**PROBLEM**
Reproduce the listing word for word, everything from its first line down to the line containing "column 52, row 449", including both of those lines.

**STORED ROWS**
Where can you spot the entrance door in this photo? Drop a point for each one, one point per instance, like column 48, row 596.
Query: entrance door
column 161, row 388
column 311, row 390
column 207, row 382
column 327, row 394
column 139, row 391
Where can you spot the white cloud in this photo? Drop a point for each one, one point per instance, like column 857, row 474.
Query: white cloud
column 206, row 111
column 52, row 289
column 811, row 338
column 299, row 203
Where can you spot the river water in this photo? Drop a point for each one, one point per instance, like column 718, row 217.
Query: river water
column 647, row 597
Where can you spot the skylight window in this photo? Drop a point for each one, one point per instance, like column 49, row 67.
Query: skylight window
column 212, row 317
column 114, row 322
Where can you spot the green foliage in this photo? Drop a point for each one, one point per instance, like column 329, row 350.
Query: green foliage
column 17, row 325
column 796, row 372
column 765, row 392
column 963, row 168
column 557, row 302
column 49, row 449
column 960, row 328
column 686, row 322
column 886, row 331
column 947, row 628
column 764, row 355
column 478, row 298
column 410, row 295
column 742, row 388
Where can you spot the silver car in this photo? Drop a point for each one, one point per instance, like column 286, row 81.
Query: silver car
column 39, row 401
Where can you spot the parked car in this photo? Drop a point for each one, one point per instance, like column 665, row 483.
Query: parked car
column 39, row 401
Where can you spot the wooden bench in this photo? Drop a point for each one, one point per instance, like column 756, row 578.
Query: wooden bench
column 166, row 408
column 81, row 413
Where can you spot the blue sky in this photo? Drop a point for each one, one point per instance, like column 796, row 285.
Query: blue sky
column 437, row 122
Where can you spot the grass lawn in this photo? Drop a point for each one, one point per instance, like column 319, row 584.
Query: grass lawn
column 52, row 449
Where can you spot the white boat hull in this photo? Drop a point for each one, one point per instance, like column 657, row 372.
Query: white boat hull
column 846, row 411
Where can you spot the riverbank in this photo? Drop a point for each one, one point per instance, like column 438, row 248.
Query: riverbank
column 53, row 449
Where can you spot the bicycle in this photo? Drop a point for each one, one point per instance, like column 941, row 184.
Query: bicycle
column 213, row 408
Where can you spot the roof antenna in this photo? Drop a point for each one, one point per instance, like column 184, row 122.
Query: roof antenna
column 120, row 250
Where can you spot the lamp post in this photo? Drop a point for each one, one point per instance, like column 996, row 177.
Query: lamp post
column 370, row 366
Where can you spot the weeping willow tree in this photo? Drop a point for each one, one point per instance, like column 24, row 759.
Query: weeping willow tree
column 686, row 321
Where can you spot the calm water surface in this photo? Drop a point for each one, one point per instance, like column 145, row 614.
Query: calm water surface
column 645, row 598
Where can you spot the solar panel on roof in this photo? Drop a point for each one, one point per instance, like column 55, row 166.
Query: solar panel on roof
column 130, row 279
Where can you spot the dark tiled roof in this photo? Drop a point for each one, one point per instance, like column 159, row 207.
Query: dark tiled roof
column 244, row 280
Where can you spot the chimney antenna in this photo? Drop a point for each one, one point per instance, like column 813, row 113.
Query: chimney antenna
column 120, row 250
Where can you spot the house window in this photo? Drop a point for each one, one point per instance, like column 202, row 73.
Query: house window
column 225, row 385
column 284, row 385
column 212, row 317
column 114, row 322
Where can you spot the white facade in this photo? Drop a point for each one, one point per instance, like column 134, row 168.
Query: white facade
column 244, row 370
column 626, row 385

**SOLUTION TO THE EXERCISE**
Where can you spot the entrance door in this photo? Drop a point for each one, one point per instance, like column 48, row 596.
Query: entrance door
column 161, row 388
column 311, row 390
column 207, row 382
column 327, row 394
column 139, row 391
Where can you spot the white cloud in this photo? Drop a point for each one, one point per instance, like column 857, row 474.
Query: white cloud
column 206, row 111
column 52, row 289
column 811, row 338
column 299, row 203
Where can you spot the river water in this photo? Drop a point for each one, one point per instance, like column 718, row 217.
Query: river water
column 647, row 597
Where can you spot the skylight window in this photo? Drop a point for each one, one point per instance, like column 49, row 67.
Query: skylight window
column 212, row 317
column 114, row 322
Where can you spot the green foliage in this photo? Drop a point for each one, one point per instance, like column 329, row 350.
Query: green foliage
column 17, row 325
column 796, row 372
column 765, row 392
column 963, row 168
column 557, row 302
column 49, row 449
column 960, row 328
column 686, row 322
column 886, row 331
column 947, row 628
column 764, row 355
column 478, row 298
column 410, row 295
column 742, row 388
Where can you spot the silver car in this photo? Drop a point for each one, one point per instance, like column 286, row 81.
Query: silver car
column 39, row 401
Where can you spot the parked car in this photo? Drop a point for each one, one point per instance, like column 665, row 483.
Query: parked car
column 39, row 401
Where can you spot the wooden bench in this photo? Drop a point for each one, one point per instance, like column 756, row 578.
Query: wooden bench
column 166, row 408
column 81, row 413
Where can you spot the blue sky in this photo? Drop a point for each one, one point per instance, like column 796, row 285.
Query: blue sky
column 437, row 122
Where can you spot the grass lawn in this photo? Drop a point for each one, one point per instance, like column 319, row 584.
Query: grass lawn
column 52, row 449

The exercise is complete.